Matter Smart Home Standard Release Postponed Until 2022
The Connectivity Standards Alliance, which includes Apple, Google and Amazon, was set to roll out the interoperabiity protocal this fall.
MOUNTAIN VIEW, Calif. — The coalition behind the Matter standard, which aims to unify the smart home ecosystem led by the likes of Amazon, Apple and Google, announced it will delay the release of the interoperability protocol until 2022.
The Connectivity Standards Alliance, formerly Zigbee Alliance, was initially expected to roll out the first certifications for the smart home standard this fall. Originally referred to as Project Connected Home over IP (Project CHIP), Matter is a unified IP-based connectivity that aims to create a universal protocol for developers to build Internet of Things (IoT) devices.
In a blog post, Connectivity Standards Alliance (CSA) CEO Tobin Richardson said following the completion of several test events and forecasting, coalition members updated the release schedule “to reflect a commitment to ensuring that the SDK, and related tools, are ready to meet the expectations of the market when launched and enable a large ecosystem of interoperable Matter products.”
He continued, “Our refined plans include ongoing SDK and certification program development in 2H 2021, targeting a “pre-ballot” version of the technical spec available to members at year’s end. In the first half of 2022, we expect to see the SDK released, the first devices through certification, and our formal certification program opening.”
There are currently more than 200 companies committed to the standard. “Our members continue to work hard to build these tools, and their own Matter products and we look forward to the first products and timelines revealed next year,” Richardson said.

□ □ □ □

Instructions to follow: Extend the news article on the Matter smart home standard's delayed release, starting right after its last paragraph.

Collected data:
□ □ □ □

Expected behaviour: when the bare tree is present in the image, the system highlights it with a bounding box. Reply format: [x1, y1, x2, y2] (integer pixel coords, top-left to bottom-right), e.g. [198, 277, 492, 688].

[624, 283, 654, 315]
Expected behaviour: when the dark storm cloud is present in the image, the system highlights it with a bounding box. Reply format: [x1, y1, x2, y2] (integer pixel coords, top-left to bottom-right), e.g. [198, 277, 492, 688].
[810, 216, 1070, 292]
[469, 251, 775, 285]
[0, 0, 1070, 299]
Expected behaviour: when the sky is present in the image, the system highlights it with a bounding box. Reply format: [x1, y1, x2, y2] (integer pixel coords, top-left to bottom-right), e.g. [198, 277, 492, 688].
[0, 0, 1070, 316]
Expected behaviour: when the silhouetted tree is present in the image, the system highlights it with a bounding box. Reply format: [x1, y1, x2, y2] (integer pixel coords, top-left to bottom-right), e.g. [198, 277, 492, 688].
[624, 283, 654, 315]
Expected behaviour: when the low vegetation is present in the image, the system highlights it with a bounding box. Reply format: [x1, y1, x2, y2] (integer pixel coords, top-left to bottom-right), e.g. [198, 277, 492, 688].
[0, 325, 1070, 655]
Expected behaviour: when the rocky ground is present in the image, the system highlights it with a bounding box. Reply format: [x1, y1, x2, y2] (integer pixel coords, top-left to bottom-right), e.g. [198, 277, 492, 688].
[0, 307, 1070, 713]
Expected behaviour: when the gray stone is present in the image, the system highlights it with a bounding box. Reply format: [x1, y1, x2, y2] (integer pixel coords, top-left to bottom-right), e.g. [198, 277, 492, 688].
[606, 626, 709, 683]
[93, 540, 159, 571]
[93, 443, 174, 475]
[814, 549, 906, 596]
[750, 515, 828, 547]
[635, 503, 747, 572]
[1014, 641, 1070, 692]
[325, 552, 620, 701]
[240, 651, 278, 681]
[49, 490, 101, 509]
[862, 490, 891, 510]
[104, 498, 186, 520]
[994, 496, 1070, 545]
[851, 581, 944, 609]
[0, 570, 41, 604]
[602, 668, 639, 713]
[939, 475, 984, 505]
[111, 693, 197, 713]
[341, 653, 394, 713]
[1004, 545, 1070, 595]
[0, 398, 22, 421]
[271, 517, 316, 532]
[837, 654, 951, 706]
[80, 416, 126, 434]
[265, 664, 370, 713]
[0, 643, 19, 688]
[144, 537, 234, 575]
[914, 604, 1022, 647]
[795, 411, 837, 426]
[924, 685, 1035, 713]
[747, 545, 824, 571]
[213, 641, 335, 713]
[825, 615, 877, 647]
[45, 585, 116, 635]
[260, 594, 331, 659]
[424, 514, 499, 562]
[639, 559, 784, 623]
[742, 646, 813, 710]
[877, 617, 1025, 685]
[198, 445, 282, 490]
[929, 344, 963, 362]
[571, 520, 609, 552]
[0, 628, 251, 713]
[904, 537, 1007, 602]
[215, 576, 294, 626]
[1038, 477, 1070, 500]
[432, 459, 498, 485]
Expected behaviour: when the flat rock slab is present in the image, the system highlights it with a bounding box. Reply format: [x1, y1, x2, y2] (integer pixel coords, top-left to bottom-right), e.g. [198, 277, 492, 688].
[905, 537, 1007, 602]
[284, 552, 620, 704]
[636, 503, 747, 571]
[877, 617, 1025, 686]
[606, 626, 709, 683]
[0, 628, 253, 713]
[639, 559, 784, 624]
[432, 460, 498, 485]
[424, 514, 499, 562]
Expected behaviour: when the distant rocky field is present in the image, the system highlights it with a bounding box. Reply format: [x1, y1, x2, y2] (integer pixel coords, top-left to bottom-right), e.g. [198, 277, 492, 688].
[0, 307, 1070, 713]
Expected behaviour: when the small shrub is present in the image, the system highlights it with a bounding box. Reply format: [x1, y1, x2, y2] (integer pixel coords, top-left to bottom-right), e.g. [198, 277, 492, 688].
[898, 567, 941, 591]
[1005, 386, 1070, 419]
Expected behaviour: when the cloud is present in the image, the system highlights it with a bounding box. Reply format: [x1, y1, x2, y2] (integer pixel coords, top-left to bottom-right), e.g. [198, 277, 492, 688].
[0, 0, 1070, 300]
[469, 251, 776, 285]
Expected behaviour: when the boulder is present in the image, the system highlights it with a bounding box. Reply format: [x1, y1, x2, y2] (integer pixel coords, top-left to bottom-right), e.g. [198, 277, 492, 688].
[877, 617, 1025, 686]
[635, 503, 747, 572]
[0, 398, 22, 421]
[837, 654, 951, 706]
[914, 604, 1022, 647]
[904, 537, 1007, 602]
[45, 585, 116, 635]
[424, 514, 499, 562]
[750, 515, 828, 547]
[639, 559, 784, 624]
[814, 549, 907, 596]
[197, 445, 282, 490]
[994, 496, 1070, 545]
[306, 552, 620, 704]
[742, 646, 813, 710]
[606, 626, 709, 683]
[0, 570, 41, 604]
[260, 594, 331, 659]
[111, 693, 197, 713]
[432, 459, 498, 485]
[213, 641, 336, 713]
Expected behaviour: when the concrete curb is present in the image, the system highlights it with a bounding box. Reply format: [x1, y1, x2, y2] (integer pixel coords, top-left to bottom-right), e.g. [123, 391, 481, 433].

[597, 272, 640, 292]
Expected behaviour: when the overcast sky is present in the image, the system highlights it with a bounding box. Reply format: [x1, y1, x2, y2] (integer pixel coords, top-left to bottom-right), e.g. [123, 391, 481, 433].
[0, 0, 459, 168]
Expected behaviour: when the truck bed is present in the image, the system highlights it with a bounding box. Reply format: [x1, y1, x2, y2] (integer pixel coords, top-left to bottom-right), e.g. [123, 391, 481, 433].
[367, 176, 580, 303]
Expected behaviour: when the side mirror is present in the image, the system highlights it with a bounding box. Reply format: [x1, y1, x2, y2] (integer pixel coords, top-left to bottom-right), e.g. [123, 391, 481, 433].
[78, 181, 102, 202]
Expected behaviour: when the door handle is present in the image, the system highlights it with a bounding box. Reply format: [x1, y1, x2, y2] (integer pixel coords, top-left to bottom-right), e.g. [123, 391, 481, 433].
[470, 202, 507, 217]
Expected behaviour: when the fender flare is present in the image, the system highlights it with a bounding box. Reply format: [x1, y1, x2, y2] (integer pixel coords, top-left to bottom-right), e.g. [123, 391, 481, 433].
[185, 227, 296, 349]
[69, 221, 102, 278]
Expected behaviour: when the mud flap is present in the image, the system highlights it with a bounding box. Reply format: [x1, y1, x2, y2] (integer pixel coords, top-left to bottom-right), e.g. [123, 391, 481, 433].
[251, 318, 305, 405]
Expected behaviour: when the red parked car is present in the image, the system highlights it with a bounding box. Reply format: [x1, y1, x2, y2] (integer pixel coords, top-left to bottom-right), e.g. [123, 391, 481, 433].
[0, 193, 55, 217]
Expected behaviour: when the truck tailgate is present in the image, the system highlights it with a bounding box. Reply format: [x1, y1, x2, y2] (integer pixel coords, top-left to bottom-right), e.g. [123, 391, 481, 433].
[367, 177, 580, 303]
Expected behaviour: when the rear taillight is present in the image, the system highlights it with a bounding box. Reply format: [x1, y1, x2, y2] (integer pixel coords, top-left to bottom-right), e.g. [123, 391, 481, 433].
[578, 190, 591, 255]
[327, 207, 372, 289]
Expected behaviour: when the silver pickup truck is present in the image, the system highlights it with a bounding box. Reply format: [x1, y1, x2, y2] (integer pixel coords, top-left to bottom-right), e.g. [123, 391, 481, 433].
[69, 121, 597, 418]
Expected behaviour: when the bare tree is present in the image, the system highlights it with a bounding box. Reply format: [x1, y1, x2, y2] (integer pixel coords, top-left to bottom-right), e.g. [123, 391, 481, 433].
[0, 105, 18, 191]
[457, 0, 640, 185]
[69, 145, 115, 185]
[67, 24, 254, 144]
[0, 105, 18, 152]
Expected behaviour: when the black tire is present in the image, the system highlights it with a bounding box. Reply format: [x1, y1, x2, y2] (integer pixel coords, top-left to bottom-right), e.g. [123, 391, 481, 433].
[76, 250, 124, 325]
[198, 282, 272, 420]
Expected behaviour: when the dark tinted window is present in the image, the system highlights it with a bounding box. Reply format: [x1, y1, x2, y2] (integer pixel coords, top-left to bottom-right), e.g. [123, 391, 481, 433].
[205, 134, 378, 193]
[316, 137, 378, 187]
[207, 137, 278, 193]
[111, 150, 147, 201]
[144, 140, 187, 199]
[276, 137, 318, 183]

□ □ □ □

Answer to this exercise:
While Richardson did not specifically detail the reasons for postponing Matter’s release, he shared with technology writer Stacey Higginbotham that the resurgence of COVID-19 attributed to the delay.
“When working toward a device standard, engineers need to test the devices and get together in person. The CSA has held four different testing events so far, with at least two more planned for later this year. But the resurgence of the coronavirus has meant that companies are still figuring out their plans for supporting business travel,” Higginbotham says.
The delays comes as “disappointing news” but it is not “indicative of a huge problem for Matter adoption and use,” she says.
Still, the delay can be expected to have consequences.
“I do think waiting for the standard will mean that lots of people will hold off on buying smart home devices, which could hurt sales in the near term,” says Higginbotham. “And I still think we’ll hear more from vendors about their Matter plans at CES despite the delay in issuing the final spec.”